══ SOURCE DOCUMENT ══
The limiter has a fixed 250μs attack time, 250ms release and a ratio of 100:1. The Pre.Emp position toggles in a passive, high-frequency boost circuit into the limiter’s sidechain. A holdover from the original unit’s use in broadcast audio chains, Pre.Emp mode tends to flatten out the transmitter’s fixed 50μs pre-emphasis curve (by limiting more in the high frequencies) to achieve full modulation without over-modulating the high frequencies. In the recording studio, Pre.Emp mode can function as a subtle de-essser.
Two red LEDs (one for each channel) flash instantaneously whenever the limiter threshold is crossed as determined by the input level control(s); the limiter threshold can be anywhere below and up to +14 dBu. The unit’s maximum output level is +18 dBu. The Jensen input and output transformer option allows for +22dBu maximum output and fully balanced I/O operation.
The back panel of the F760X-RS includes XLR in/outs and ¼-inch sidechain inputs.
The Compex’s compressor is a soft-knee type with a toggle switch for three attack time choices: 2.5 ms, 25 ms and super-fast 250 μs. A gold-plated Elma rotary switch selects among nine different release times between 25 ms and 3.2 seconds, plus Auto—a two-stage program-dependent release. Rotary switches are used for setting both Threshold—ranging from -20 dB to 0 dB in 11 steps and Ratio between 1:1, 2:1, 3:1, 5:1, 10:1 and 20:1.
The expander/gate section has three attack time choices: 2 ms, 40 ms and 20 μs. Expansion ratio is fixed at 1:2. Release time is a pot labeled F for fast to S for slow, while the expansion Range control varies from 20 dB to 0 dB. The Threshold knob goes from Hi (or least sensitive) to Lo. A toggle switch changes this section between off, expansion or gate when the ratio goes to 1:20. Two green LEDs (one for each channel) flash when the expander/gate is operating.
═══
**SHORT TASK:** Print the part of the limiter and compressor text starting with "Two red LEDs" and going on through "balanced I/O operation.". These items were drawn from a different source than the text above.
══ DATA ══
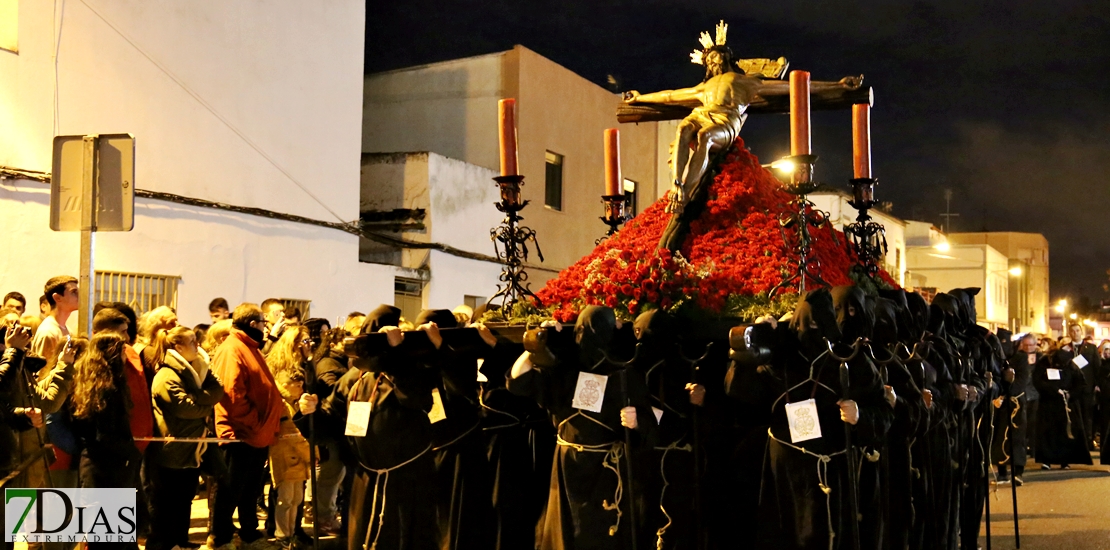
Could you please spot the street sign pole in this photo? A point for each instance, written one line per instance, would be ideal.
(91, 190)
(89, 205)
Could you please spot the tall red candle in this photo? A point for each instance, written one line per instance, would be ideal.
(614, 185)
(861, 140)
(506, 118)
(799, 113)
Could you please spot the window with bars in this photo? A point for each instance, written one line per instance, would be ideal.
(631, 198)
(409, 297)
(553, 181)
(142, 291)
(300, 306)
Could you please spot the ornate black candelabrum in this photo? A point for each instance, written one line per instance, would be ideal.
(866, 238)
(511, 243)
(615, 213)
(804, 217)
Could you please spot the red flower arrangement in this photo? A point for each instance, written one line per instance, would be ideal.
(734, 249)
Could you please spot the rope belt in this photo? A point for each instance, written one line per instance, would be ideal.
(383, 481)
(663, 472)
(823, 471)
(1013, 425)
(1067, 410)
(208, 440)
(1017, 407)
(613, 452)
(453, 441)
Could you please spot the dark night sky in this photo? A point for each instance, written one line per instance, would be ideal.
(1006, 103)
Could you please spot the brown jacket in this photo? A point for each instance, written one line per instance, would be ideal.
(252, 407)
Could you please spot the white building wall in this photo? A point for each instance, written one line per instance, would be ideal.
(228, 101)
(966, 266)
(458, 199)
(841, 213)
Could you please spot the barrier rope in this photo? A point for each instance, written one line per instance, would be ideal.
(823, 472)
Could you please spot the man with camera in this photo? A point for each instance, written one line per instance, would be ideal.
(13, 420)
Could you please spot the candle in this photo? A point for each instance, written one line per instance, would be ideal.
(614, 185)
(506, 117)
(861, 140)
(799, 113)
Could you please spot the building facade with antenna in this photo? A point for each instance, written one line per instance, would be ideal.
(246, 120)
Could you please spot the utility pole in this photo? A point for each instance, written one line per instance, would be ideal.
(948, 211)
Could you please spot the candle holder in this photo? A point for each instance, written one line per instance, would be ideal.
(804, 217)
(866, 238)
(511, 245)
(615, 213)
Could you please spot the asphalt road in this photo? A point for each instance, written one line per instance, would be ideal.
(1057, 509)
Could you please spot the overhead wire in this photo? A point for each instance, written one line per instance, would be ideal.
(212, 110)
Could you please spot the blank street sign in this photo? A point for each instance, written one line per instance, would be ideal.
(113, 171)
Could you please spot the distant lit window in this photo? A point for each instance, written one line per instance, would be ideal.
(9, 26)
(631, 197)
(409, 297)
(298, 306)
(553, 182)
(474, 301)
(142, 291)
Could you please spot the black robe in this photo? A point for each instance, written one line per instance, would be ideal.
(587, 481)
(794, 510)
(520, 446)
(399, 440)
(1060, 436)
(1011, 428)
(464, 512)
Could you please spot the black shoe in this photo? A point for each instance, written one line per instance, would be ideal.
(302, 537)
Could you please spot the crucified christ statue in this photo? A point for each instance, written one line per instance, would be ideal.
(719, 108)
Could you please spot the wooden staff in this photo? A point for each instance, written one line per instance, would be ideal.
(310, 387)
(628, 462)
(696, 428)
(849, 449)
(1013, 475)
(986, 456)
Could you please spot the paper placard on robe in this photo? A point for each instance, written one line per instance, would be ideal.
(589, 392)
(803, 420)
(436, 413)
(482, 377)
(357, 419)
═══
**WORKED SOLUTION:**
Two red LEDs (one for each channel) flash instantaneously whenever the limiter threshold is crossed as determined by the input level control(s); the limiter threshold can be anywhere below and up to +14 dBu. The unit’s maximum output level is +18 dBu. The Jensen input and output transformer option allows for +22dBu maximum output and fully balanced I/O operation.